STATED EXERCISE: Please rescale the entire listing below by rewriting every line, requests included, with each point coordinate in the answers multiplied by 1.6 and rounded to a whole number, halves going up. Keep the request wording unchanged and omit the pictures.

DATASET ENTRIES:
■ ■ ■ ■ ■ ■ ■

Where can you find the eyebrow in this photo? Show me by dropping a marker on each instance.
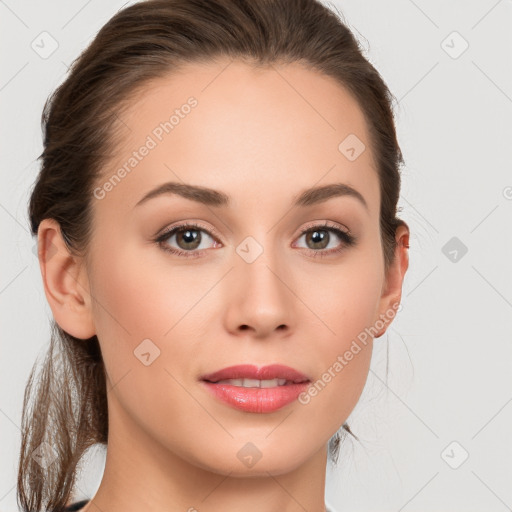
(215, 198)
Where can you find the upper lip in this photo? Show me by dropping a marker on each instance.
(250, 371)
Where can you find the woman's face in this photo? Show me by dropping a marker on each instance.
(248, 287)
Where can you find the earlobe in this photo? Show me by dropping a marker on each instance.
(65, 282)
(392, 289)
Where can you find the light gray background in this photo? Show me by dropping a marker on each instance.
(450, 346)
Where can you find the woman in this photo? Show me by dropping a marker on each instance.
(218, 242)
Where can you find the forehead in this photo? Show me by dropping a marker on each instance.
(240, 128)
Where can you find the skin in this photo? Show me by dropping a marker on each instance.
(172, 446)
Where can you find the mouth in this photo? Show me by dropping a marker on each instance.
(256, 390)
(248, 375)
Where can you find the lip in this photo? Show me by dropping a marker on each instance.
(250, 371)
(256, 400)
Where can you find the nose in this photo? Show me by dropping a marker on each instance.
(260, 299)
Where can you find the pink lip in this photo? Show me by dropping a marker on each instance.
(250, 371)
(257, 400)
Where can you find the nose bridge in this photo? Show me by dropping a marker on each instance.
(261, 298)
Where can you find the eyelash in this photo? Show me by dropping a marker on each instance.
(347, 239)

■ ■ ■ ■ ■ ■ ■

CORRECT RESPONSE:
Where can you find the eyebrow in this photo? Show me by dropping a marker on each instance.
(344, 317)
Where can you find the upper lip in this photo? Show me by dropping a marker on each instance.
(400, 594)
Where can you find the woman's face in this photo? Show me by dropping a marker on each instance.
(397, 459)
Where can you find the earlobe in this photo? Show me by dropping a marker on each instance.
(104, 451)
(627, 462)
Where can you find the light gray background in this photo? Show me by dropping a marker on each instance.
(720, 554)
Where can you find the woman in this photo? Show me by dropping a marker on each instance.
(349, 387)
Where can you find the forehead in this photo? Show me by dropping a marker on each instance.
(384, 205)
Where can you find the skin in this photo? Show me by dropping a marker on each instance.
(275, 714)
Where can you find the mouth in this photo? Show me by dropping a marker on each instance.
(410, 624)
(397, 600)
Where can you find the lip in this photo? Show me by dropping a marker on each instance.
(400, 594)
(410, 640)
Where can you find the nose in this photo? Show me by dropping a marker on each instance.
(416, 478)
Where can you find the pink lip in this photo? Show me by dropping a marker on each instance.
(400, 594)
(411, 640)
Where can you find the nose bridge in this photo? Show me by dropping a marker on each instance.
(418, 477)
Where can you find the eyelash in this photo? Show me by dropping a marker on each instance.
(555, 382)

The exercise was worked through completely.